→ Exercise details:
Report every line of the records below that contains the word "blurred", treating uppercase and lowercase as different.
## Begin Stored rows
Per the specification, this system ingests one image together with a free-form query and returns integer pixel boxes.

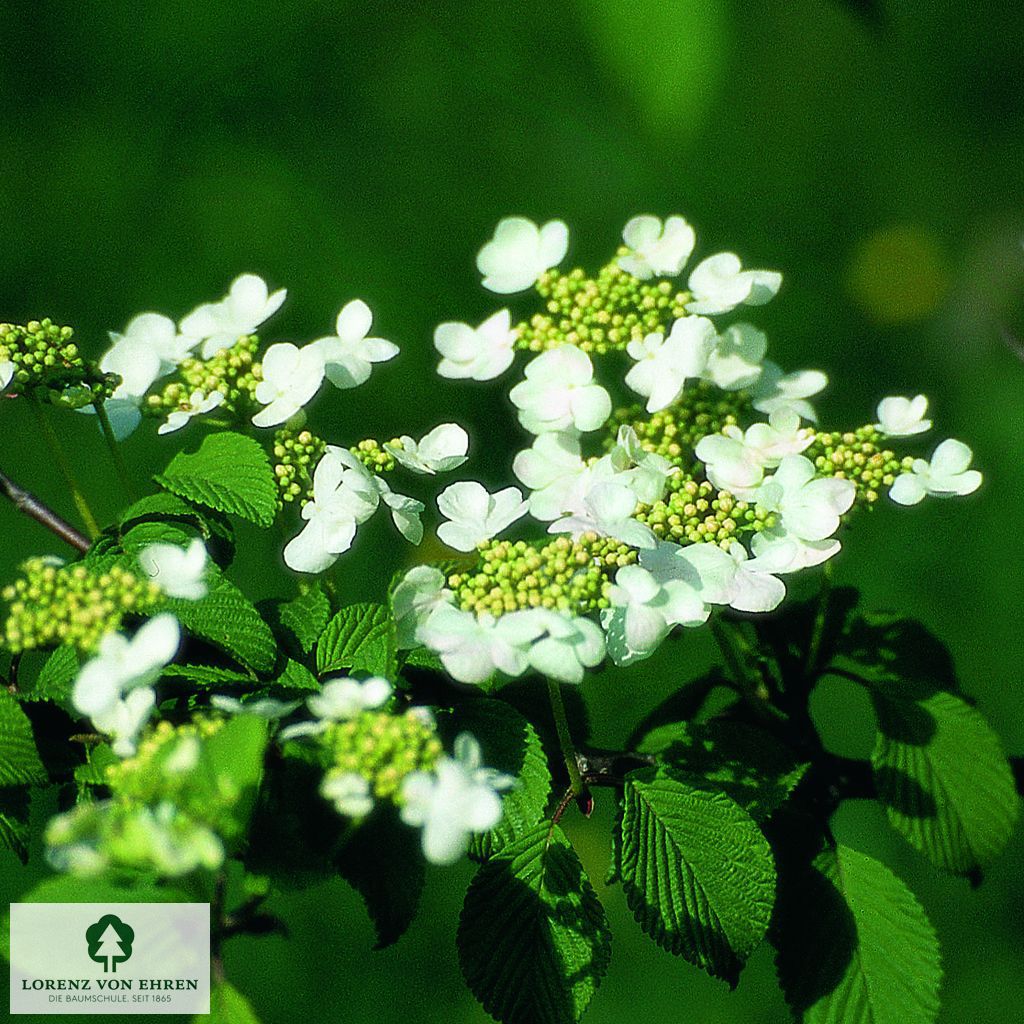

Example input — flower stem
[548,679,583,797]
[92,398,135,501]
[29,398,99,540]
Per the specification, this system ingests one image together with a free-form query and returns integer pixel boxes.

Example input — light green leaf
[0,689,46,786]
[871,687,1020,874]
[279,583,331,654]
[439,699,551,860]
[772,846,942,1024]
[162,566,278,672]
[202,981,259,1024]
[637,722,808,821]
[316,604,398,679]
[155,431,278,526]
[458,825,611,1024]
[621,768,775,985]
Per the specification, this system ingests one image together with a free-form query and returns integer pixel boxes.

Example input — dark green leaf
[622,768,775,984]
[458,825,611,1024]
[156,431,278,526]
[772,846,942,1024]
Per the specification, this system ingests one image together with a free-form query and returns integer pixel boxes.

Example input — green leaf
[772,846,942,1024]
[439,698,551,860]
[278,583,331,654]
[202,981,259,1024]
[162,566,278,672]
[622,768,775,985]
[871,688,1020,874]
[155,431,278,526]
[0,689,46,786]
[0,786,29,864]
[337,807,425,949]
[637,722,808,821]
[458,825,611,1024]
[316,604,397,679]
## End Stored rows
## Begin Stored rows
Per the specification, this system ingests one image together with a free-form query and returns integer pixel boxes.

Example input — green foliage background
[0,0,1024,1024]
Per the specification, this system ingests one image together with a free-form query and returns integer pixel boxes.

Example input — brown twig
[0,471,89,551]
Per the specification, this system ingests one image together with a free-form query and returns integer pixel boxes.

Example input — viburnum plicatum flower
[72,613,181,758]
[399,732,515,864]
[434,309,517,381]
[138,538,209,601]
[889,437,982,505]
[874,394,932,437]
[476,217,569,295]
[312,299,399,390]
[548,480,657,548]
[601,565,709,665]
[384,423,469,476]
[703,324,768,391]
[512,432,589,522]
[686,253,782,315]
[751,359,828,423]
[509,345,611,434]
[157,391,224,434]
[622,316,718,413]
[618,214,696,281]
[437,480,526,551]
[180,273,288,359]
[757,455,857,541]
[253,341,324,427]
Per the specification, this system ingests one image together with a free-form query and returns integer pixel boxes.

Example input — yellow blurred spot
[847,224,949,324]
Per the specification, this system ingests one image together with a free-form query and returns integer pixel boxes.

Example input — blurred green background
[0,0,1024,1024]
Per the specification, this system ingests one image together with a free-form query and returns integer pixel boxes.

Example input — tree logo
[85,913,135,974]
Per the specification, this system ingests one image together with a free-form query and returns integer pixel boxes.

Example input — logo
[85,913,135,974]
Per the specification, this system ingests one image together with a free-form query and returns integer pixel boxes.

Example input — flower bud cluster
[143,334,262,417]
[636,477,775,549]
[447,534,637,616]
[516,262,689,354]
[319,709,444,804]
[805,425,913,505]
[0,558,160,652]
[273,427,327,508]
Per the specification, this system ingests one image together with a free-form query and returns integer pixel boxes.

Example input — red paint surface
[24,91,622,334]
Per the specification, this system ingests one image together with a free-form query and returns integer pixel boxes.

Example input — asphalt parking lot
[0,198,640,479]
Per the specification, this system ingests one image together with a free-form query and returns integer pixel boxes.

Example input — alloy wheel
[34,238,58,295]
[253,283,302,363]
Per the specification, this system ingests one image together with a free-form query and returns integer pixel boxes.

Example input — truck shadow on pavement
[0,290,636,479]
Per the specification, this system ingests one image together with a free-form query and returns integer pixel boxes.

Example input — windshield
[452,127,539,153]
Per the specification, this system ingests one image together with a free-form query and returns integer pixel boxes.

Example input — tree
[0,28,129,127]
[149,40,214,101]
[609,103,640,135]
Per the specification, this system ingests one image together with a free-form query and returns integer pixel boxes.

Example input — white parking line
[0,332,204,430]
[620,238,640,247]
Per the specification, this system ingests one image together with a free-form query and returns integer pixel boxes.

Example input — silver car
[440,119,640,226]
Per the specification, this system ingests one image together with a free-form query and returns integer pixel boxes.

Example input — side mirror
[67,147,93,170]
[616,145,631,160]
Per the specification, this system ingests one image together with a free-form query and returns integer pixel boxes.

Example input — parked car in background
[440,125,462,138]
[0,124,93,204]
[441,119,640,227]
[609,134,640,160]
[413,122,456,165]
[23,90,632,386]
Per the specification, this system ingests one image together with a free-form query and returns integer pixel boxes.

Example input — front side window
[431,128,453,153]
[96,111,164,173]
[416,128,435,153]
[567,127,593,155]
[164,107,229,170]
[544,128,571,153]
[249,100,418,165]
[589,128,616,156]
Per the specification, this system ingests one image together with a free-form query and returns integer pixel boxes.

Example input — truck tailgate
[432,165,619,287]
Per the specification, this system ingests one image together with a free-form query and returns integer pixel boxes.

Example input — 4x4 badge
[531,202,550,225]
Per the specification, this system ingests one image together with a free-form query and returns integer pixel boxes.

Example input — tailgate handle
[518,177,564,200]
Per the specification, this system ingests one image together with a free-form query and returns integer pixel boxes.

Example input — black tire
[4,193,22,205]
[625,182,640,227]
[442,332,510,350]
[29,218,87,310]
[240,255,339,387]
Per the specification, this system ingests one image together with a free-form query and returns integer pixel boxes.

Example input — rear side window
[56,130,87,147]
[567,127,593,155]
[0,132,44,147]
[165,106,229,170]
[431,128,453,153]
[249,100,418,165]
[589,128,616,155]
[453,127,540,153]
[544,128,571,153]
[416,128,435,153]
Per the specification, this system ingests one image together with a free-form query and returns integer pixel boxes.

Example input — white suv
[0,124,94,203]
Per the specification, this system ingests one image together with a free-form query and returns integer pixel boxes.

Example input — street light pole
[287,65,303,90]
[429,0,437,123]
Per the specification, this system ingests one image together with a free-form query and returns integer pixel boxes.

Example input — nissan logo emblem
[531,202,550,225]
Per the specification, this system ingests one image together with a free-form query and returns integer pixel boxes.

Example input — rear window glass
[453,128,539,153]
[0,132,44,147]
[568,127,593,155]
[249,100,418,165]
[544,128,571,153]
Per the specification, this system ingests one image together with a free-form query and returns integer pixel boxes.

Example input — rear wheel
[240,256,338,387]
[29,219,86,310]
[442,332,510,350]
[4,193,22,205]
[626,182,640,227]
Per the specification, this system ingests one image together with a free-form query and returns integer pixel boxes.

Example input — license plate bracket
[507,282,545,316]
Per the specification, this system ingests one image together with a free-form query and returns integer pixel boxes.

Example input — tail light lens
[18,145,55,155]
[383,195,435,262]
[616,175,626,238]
## End Stored rows
→ Finished task:
Example input — yellow blurred spot
Example input — blurred green background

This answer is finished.